Given entries »
○ ○ ○ ○ ○ ○ ○
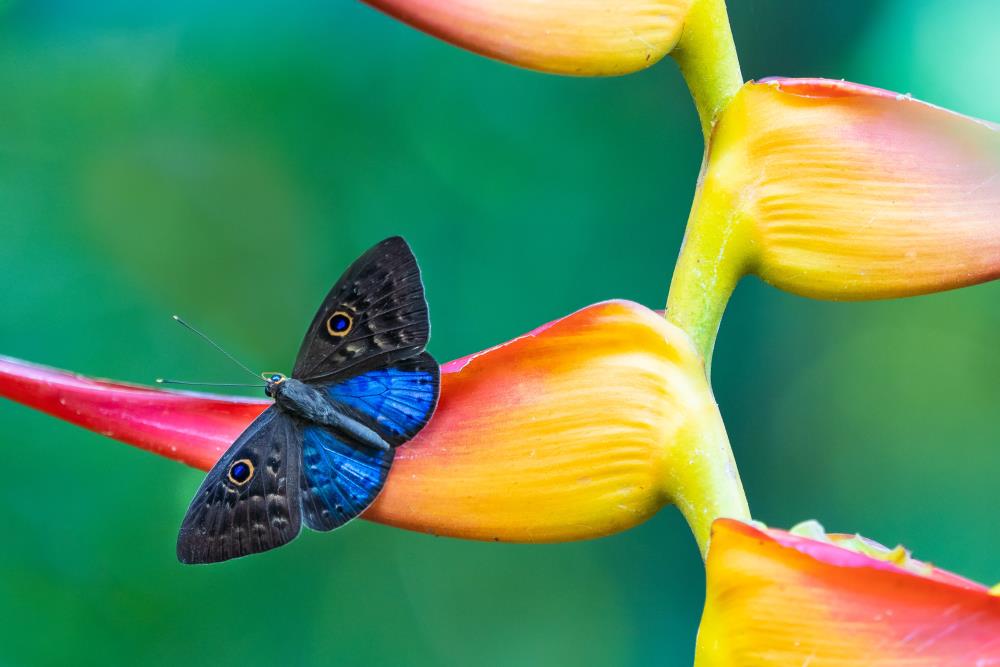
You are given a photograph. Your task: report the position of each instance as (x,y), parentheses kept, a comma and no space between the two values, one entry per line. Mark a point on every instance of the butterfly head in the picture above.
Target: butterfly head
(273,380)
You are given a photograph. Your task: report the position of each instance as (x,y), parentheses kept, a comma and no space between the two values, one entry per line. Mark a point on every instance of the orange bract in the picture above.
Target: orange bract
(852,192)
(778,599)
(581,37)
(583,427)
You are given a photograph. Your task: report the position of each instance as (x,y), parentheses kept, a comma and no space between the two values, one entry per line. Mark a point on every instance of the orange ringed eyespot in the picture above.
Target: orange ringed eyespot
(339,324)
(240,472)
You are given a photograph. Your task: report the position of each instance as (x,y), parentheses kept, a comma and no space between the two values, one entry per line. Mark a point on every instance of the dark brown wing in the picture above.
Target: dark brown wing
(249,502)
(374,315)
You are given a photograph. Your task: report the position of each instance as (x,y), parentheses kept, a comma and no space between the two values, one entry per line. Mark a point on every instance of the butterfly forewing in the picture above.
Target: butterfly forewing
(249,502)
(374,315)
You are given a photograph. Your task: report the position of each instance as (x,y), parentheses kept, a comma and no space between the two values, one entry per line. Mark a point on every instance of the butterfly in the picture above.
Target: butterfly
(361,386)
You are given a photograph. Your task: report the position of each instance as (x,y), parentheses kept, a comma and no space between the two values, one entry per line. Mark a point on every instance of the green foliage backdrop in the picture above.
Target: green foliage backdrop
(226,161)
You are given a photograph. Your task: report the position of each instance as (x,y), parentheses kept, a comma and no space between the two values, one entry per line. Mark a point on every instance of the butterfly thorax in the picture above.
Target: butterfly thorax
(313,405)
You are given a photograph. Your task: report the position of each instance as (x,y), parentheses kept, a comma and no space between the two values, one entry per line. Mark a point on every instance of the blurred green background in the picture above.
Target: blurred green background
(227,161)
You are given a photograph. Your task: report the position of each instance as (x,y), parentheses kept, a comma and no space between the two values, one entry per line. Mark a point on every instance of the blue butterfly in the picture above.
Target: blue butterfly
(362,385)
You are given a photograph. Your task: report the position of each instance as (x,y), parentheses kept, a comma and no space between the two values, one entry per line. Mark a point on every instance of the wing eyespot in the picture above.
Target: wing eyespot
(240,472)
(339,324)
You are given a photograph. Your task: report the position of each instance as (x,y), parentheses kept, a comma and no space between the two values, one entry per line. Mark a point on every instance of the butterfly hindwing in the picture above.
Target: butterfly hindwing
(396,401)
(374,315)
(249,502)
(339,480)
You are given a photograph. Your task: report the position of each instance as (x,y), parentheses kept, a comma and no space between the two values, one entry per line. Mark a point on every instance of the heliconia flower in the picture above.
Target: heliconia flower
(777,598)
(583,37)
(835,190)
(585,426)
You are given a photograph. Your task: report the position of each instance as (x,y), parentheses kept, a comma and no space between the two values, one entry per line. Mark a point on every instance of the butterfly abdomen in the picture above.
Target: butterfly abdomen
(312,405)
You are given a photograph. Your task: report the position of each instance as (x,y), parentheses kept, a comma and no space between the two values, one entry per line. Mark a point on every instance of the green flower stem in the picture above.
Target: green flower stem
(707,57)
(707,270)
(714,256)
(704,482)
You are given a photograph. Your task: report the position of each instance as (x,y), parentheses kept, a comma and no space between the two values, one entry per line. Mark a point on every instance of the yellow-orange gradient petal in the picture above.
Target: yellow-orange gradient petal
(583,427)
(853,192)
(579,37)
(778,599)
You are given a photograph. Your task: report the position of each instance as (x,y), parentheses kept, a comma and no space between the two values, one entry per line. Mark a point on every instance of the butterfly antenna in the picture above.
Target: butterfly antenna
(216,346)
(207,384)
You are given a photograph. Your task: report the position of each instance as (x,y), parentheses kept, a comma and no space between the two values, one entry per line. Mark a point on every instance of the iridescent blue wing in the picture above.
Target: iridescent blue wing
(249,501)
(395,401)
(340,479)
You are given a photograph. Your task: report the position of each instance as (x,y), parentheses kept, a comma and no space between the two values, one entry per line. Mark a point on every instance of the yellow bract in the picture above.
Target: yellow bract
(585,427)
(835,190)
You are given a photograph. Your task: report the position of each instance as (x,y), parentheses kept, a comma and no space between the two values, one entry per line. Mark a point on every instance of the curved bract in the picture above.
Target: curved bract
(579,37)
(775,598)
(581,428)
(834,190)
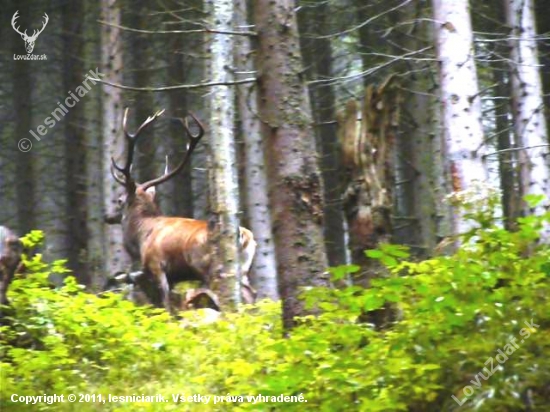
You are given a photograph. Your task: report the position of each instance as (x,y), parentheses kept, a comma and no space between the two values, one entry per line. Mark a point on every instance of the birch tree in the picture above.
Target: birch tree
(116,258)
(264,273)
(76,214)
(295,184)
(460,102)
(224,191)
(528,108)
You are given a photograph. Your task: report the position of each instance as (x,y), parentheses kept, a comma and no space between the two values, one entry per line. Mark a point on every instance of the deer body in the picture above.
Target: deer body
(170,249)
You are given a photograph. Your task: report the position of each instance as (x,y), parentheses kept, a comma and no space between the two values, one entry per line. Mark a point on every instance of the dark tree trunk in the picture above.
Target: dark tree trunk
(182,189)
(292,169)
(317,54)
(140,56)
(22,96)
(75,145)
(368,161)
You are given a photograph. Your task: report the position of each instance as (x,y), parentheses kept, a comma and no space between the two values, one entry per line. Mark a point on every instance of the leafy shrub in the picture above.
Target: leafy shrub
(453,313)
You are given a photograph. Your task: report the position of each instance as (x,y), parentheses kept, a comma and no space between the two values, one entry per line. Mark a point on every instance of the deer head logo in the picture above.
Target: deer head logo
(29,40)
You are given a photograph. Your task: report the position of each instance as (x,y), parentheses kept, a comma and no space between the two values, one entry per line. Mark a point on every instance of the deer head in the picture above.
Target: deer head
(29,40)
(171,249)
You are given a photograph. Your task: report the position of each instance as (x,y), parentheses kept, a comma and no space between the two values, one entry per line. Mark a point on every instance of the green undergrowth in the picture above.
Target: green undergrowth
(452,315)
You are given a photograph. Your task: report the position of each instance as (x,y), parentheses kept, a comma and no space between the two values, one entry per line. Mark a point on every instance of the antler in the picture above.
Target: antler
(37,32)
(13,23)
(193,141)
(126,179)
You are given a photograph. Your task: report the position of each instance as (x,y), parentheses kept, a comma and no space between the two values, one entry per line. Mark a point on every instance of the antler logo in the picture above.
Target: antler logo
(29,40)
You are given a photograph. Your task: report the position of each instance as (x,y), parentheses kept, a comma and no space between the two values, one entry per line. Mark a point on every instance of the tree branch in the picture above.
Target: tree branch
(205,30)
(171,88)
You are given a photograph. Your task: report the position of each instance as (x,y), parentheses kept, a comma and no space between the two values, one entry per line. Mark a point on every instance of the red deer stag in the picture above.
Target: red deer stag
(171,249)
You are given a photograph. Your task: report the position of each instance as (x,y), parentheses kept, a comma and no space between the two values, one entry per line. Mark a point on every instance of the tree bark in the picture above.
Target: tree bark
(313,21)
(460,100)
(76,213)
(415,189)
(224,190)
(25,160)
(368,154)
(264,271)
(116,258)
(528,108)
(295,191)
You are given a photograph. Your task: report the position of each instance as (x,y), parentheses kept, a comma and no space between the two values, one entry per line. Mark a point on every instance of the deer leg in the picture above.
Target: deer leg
○ ○ ○ ○ ○ ○ ○
Prompt » Your task is to return the entries above exactly, with no pictures.

Exercise result »
You are given a photograph. Your task: report the position of each instance as (x,y), parentheses kept, a comma and no space between the two values, one entry per line. Mark a point on every instance of the butterfly head in the picture above.
Target: butterfly head
(273,380)
You are given a photograph. Your task: report the position of each instance as (x,y), parentheses kept, a comma and no space between the two values, one entry per line. Mark a point on every instance of the orange bract in the picture above.
Target: orange bract
(852,192)
(778,599)
(581,37)
(583,427)
You are given a photograph. Your task: report the position of each instance as (x,y), parentheses kept, a comma and no space between the two values, one entry per line. Mark a point on every instance of the orange ringed eyespot in the picture above.
Target: orange ringed eyespot
(339,324)
(240,472)
You are given a photograph. Your task: report the position of each instance as (x,y), parentheses kept, a comma and no space between the two values, one entry per line. Mark a point on every instance of the dark brown wing in the picture above.
Target: dark brown wing
(249,502)
(374,315)
You are given a photograph. Your task: report the position of each instance as (x,y), parentheses kept, a comma and no space between the two values, one entry per line. Mark a point on every instance of the butterfly forewing in the picture above.
Target: butterfly forewing
(249,502)
(374,315)
You are given a photograph. Your task: report the position of each instance as (x,y), parentheses kept, a comma and no space between the two values, one entry per line. Mark a point on every instance of the butterfly in the picture above.
Target: butterfly
(361,386)
You are given a photograph. Your task: report the position of each instance as (x,y), parentheses kept, a comma and no space between the two values, one entry per line. Mark a point on every instance of the green foliage backdrop in the picture above.
Target: green foliage backdrop
(226,161)
You are given a photograph. Your task: report the position of each instance as (x,y), parentheses kept, a comma and no space between the two values, one entry per line. Mark a point on every instance of the butterfly thorax in the picture above.
Target: butterfly thorax
(313,405)
You are given a photograph. Your task: report the position of each instance as (x,y), parentheses kept, a comma and no space between the two values, one entry per line. Mark a point on every instance of the blurred green background in the picture above.
Target: blurred green background
(227,161)
You are given a photograph. Your task: report the position of each instance as (x,y), parentheses kept, a comma and no space between the two values, one entry per line. Mark a point on every instance of the blue butterfly in the picture above.
Target: blue butterfly
(362,385)
You are given a photograph. Your task: report the position of each instance as (x,y), parentheses kept, a comma and no space between the two values, one entry per line. Mark a point on every instance of the wing eyespot in the picture above.
Target: wing eyespot
(240,472)
(339,324)
You are given a photograph. Your task: report the position of each instance as (x,y), parentheses kept, a comma and no space between the two values, one entry per line. Mark a point on every instance of the butterfly hindwing in the picture above.
Target: butterfly hindwing
(396,401)
(374,315)
(249,502)
(339,480)
You are given a photograph. Your task: report the position of each instance as (x,y), parentheses kept, a comma and no space between the two values, one entry per line. Mark a point on every instance of the heliconia flower in the picture above.
Target: heliconia flower
(777,598)
(583,37)
(835,190)
(585,426)
You are given a photograph. Your task: report the position of each instance as (x,y), parentheses kept, a comma and no space between the two values, one entry per line. Mark a point on every instance of the butterfly abdomen in the picture above.
Target: butterfly abdomen
(312,405)
You are given a photograph. Your task: report the position of each instance as (x,y), parentheses kept, a comma and no space between the two values, one entry per line. Mark a point on every instance of the green flower stem in the picture above.
Target: green flower stem
(707,57)
(707,270)
(714,256)
(704,482)
You are given a photograph. Your task: report the position of each instance as (x,y), parentheses kept, a comma and no space between the two values, one entry per line. Mark a point on every instance of the yellow-orange gradient petal in the picture above.
Target: yellow-orange gradient petal
(583,427)
(853,192)
(579,37)
(778,599)
You are given a photograph. Your task: report the position of each instance as (x,y), parentheses kept, a comma and no space between the two values, one entry per line. Mark a point on every instance of the butterfly antenna in the picture above.
Target: butterfly antenna
(216,346)
(207,384)
You are given a photograph. Your task: report the position of each instance as (x,y), parentheses kept, a comma and no space between the two values, one entry per line. Mark a point on every instance of the iridescent blue wing in the picture above.
Target: iridescent blue wing
(249,501)
(395,401)
(340,479)
You are given a photograph. Your task: report the position of each instance as (x,y), parentheses kept, a comma and no space between the two values, one entry per line. Mark a point on every instance of the yellow bract in the picture above.
Target: yellow bract
(585,427)
(835,190)
You are given a photograph. Your task: report the position of each instance as (x,y), parentheses kept, a comma and no space between the two values, one entry per line. Mark a point on every instance of the curved bract in the picture above.
Target: curved bract
(579,37)
(775,598)
(581,428)
(834,190)
You are given a photograph. Your task: report the position of each instance as (x,y), parentheses kept, a comma and no space between the two values, one entry per line. Mark a point on every instance of the birch tree in the picture above.
Target: birch tree
(116,258)
(264,273)
(76,214)
(295,184)
(460,102)
(224,191)
(528,108)
You are given a photograph. Your task: report the position of each instance as (x,y), parentheses kept, a comma and no space between the two values, one entry per line. Mark a point on every instance of the deer body in the picture above.
Target: deer body
(170,249)
You are given a photograph. Your task: report the position of each instance as (x,y), parentheses kept, a comma and no space between the two values, one entry per line. Mark a point on every instance of the dark tree trunk in the picture above.
Target: dark tree trunk
(182,189)
(292,169)
(317,54)
(140,56)
(22,96)
(75,145)
(368,161)
You are given a photograph. Your task: report the position of each instance as (x,y), parentheses kept, a comma and no space between the two values, one entry per line. Mark a point on every instance of the leafy shrub in the picture above.
Target: leafy shrub
(453,313)
You are given a photograph. Your task: report the position of each instance as (x,y), parentheses kept, a comma and no space between the two values, one entry per line. Mark a point on every instance of the deer head logo in the picture above.
Target: deer head logo
(29,40)
You are given a photograph. Your task: report the position of each instance as (x,y), parentheses kept, a comma and no space between the two values, one entry per line. Mark a point on every instance of the deer head in the picture above.
Target: deer head
(29,40)
(171,249)
You are given a photograph. Your task: report the position of each instance as (x,y), parentheses kept, a comma and no space between the two values, one entry per line. Mark a point on every instance of the green undergrowth in the picture above.
Target: green undergrowth
(452,315)
You are given a photograph. Your task: report the position of each instance as (x,y), parentheses kept, a comma and no space between the two values, one entry per line. Mark a point on every instance of the antler in the picture above.
Target: antler
(37,32)
(13,23)
(193,141)
(126,179)
You are given a photograph. Your task: report the position of each instance as (x,y), parentheses kept, a comma and no space between the two values, one entry per line. Mark a point on every instance of the antler logo in the picture above.
Target: antler logo
(29,40)
You are given a photograph. Your task: report the position of each instance as (x,y), parentheses kept, a comma and no space between the two values, one entry per line. Mark a point on every instance of the tree branch in the picture above.
Target: tree branch
(205,30)
(171,88)
You are given a photograph. Your task: report the position of each instance as (x,y), parentheses kept, a comma and no space between the two values, one entry per line. Mark a point on every instance of the red deer stag in the picture above.
Target: red deer stag
(171,249)
You are given a photograph. Your task: report the position of each instance as (x,y), parentheses kept, a comma and no space between the two values, one entry per line. Mark a point on every instance of the tree bark in the picture above.
Target: tree bark
(313,21)
(460,100)
(76,213)
(415,189)
(224,190)
(25,160)
(368,154)
(264,271)
(116,258)
(528,108)
(295,191)
You are given a photograph. Your task: report the position of each instance as (x,y), parentheses kept, a comma and no space between the two values, one entry per line. Mark a point on every instance of the deer leg in the picture above.
Target: deer leg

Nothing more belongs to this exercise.